Task item → Reproduce the listing verbatim.

########################################

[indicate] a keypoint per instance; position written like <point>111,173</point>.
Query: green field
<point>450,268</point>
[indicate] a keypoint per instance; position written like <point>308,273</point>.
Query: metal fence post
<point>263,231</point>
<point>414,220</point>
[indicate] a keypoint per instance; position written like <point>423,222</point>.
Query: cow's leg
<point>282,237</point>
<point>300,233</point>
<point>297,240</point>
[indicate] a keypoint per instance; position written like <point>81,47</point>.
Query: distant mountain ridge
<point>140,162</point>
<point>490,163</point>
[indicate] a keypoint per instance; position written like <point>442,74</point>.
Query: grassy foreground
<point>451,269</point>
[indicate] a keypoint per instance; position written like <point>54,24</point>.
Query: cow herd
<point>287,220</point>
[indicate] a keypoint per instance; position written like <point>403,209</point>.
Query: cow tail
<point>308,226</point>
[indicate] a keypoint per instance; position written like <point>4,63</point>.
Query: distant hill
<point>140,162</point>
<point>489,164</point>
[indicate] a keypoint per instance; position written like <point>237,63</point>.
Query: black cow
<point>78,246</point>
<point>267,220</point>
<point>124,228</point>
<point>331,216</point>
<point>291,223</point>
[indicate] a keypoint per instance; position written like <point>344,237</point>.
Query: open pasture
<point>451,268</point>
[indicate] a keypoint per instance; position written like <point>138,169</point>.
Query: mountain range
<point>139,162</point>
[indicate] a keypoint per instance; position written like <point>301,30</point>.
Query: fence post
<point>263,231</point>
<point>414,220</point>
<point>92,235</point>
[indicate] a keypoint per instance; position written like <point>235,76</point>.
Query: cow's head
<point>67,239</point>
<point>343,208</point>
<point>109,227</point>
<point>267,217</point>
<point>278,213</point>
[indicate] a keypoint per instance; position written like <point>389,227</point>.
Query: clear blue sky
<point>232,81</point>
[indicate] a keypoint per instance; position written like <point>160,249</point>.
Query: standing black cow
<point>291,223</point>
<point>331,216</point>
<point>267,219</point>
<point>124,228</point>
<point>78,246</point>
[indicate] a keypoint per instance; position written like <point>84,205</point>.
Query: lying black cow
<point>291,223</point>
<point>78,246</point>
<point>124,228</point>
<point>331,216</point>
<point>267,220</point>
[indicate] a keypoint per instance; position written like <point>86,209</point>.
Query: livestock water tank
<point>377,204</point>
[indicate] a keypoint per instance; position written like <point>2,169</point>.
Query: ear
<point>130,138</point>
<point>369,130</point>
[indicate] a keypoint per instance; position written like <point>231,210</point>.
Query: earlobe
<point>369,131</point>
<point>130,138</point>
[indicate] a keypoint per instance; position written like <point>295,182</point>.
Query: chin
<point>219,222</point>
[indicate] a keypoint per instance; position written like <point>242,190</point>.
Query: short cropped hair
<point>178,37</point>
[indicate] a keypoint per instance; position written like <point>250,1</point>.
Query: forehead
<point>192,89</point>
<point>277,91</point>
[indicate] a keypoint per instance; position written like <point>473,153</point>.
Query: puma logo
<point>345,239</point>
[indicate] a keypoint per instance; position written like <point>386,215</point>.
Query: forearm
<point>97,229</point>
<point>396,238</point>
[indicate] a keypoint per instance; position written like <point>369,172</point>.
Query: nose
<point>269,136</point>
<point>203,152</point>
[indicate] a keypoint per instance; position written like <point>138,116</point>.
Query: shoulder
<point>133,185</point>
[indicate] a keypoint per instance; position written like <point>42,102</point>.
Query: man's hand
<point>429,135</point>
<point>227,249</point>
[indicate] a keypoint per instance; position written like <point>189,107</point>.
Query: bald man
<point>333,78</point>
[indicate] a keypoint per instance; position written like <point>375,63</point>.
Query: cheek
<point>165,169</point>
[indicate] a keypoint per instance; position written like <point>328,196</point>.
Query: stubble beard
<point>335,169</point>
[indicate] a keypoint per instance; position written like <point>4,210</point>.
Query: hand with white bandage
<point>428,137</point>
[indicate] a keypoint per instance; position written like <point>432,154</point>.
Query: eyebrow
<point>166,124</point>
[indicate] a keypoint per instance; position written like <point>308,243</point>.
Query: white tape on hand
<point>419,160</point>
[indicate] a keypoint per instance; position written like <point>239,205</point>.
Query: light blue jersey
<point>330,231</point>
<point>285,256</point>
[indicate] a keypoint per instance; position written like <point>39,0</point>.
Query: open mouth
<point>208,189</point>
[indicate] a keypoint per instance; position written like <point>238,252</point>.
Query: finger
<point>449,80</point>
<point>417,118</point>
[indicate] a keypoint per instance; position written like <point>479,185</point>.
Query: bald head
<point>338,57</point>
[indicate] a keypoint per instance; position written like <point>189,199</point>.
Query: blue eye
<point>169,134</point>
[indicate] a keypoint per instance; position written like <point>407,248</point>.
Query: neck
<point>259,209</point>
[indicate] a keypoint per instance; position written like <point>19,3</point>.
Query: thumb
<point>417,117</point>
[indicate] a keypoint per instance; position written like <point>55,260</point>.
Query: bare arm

########################################

Task output →
[indicate] a keypoint per instance; position written like <point>111,173</point>.
Query: green field
<point>450,268</point>
[indicate] a keypoint per instance; position written like <point>308,273</point>.
Query: metal fence post
<point>263,231</point>
<point>414,220</point>
[indicate] a keypoint per instance; position written like <point>423,222</point>.
Query: cow's leg
<point>282,237</point>
<point>300,233</point>
<point>297,240</point>
[indicate] a keypoint per instance; position written like <point>81,47</point>.
Query: distant mountain ridge
<point>140,162</point>
<point>490,163</point>
[indicate] a keypoint per instance; position written like <point>442,74</point>.
Query: grassy foreground
<point>451,269</point>
[indicate] a keypoint per instance; position written like <point>54,24</point>.
Query: cow herd
<point>287,220</point>
[indicate] a keypoint per instance; position written like <point>403,209</point>.
Query: cow tail
<point>308,226</point>
[indicate] a keypoint per instance; position written like <point>4,63</point>.
Query: distant hill
<point>140,162</point>
<point>489,164</point>
[indicate] a keypoint per instance; position written like <point>237,63</point>.
Query: black cow
<point>78,246</point>
<point>267,220</point>
<point>124,228</point>
<point>331,216</point>
<point>291,223</point>
[indicate] a keypoint per instance; position written like <point>344,237</point>.
Query: open pasture
<point>451,268</point>
[indicate] a keypoint per instance; position written like <point>138,169</point>.
Query: mountain range
<point>139,162</point>
[indicate] a keypoint per instance; position written like <point>301,30</point>.
Query: fence post
<point>263,231</point>
<point>414,220</point>
<point>92,235</point>
[indicate] a keypoint per instance; position written like <point>235,76</point>.
Query: cow's head
<point>67,239</point>
<point>343,208</point>
<point>109,227</point>
<point>267,217</point>
<point>278,213</point>
[indicate] a keypoint per instance; position written like <point>389,227</point>.
Query: clear blue sky
<point>232,81</point>
[indicate] a keypoint per instance; position written like <point>160,249</point>.
Query: standing black cow
<point>291,223</point>
<point>331,216</point>
<point>267,219</point>
<point>124,228</point>
<point>78,246</point>
[indicate] a keypoint per instance; position written like <point>84,205</point>.
Query: lying black cow
<point>291,223</point>
<point>78,246</point>
<point>124,228</point>
<point>331,216</point>
<point>267,220</point>
[indicate] a keypoint per instance; position written like <point>86,209</point>.
Query: livestock water tank
<point>377,204</point>
[indicate] a keypoint per instance; position written like <point>2,169</point>.
Query: ear
<point>130,138</point>
<point>369,130</point>
[indicate] a keypoint per instance; position written like <point>231,210</point>.
Query: earlobe
<point>369,131</point>
<point>130,138</point>
[indicate] a keypoint per instance; position written like <point>295,182</point>.
Query: chin
<point>219,222</point>
[indicate] a keypoint per instance; position written like <point>242,190</point>.
Query: short cropped hair
<point>178,37</point>
[indicate] a keypoint per instance; position written like <point>250,1</point>.
Query: forehead
<point>192,89</point>
<point>277,91</point>
[indicate] a keypoint per instance; position written like <point>473,153</point>.
Query: puma logo
<point>345,239</point>
[indicate] a keypoint per instance; position written like <point>386,215</point>.
Query: forearm
<point>97,229</point>
<point>396,238</point>
[indicate] a keypoint per instance; position written like <point>369,172</point>.
Query: nose
<point>269,136</point>
<point>203,152</point>
[indicate] a keypoint per instance; position written like <point>138,116</point>.
Query: shoulder
<point>133,185</point>
[indicate] a keypoint per instance; position written like <point>42,102</point>.
Query: man's hand
<point>429,135</point>
<point>227,249</point>
[indicate] a keypoint per instance; position written like <point>189,107</point>.
Query: bald man
<point>333,78</point>
[indicate] a keypoint per instance; position written like <point>375,63</point>.
Query: cheek
<point>165,169</point>
[indicate] a keypoint per instance; position written like <point>328,196</point>.
Query: stubble beard
<point>335,169</point>
[indicate] a keypoint per instance; position written like <point>4,210</point>.
Query: hand with white bandage
<point>428,137</point>
[indicate] a keypoint per instance; position written like <point>432,154</point>.
Query: eyebrow
<point>166,124</point>
[indicate] a keypoint per instance; position written like <point>308,243</point>.
Query: white tape on hand
<point>419,160</point>
[indicate] a keypoint per instance; position written like <point>239,205</point>.
Query: light blue jersey
<point>330,231</point>
<point>285,256</point>
[indicate] a keypoint per instance; position written like <point>39,0</point>.
Query: open mouth
<point>208,189</point>
[indicate] a keypoint per instance; position written like <point>238,252</point>.
Query: finger
<point>449,80</point>
<point>417,118</point>
[indicate] a keypoint per instance; position written like <point>479,185</point>.
Query: bald head
<point>338,57</point>
[indicate] a keypoint per instance; position written like <point>189,199</point>.
Query: blue eye
<point>169,134</point>
[indicate] a keypoint per instance; position written like <point>407,248</point>.
Query: neck
<point>259,209</point>
[indicate] a keypoint per instance; position written like <point>19,3</point>.
Query: thumb
<point>417,117</point>
[indicate] a keypoint per instance; position written like <point>55,260</point>.
Query: bare arm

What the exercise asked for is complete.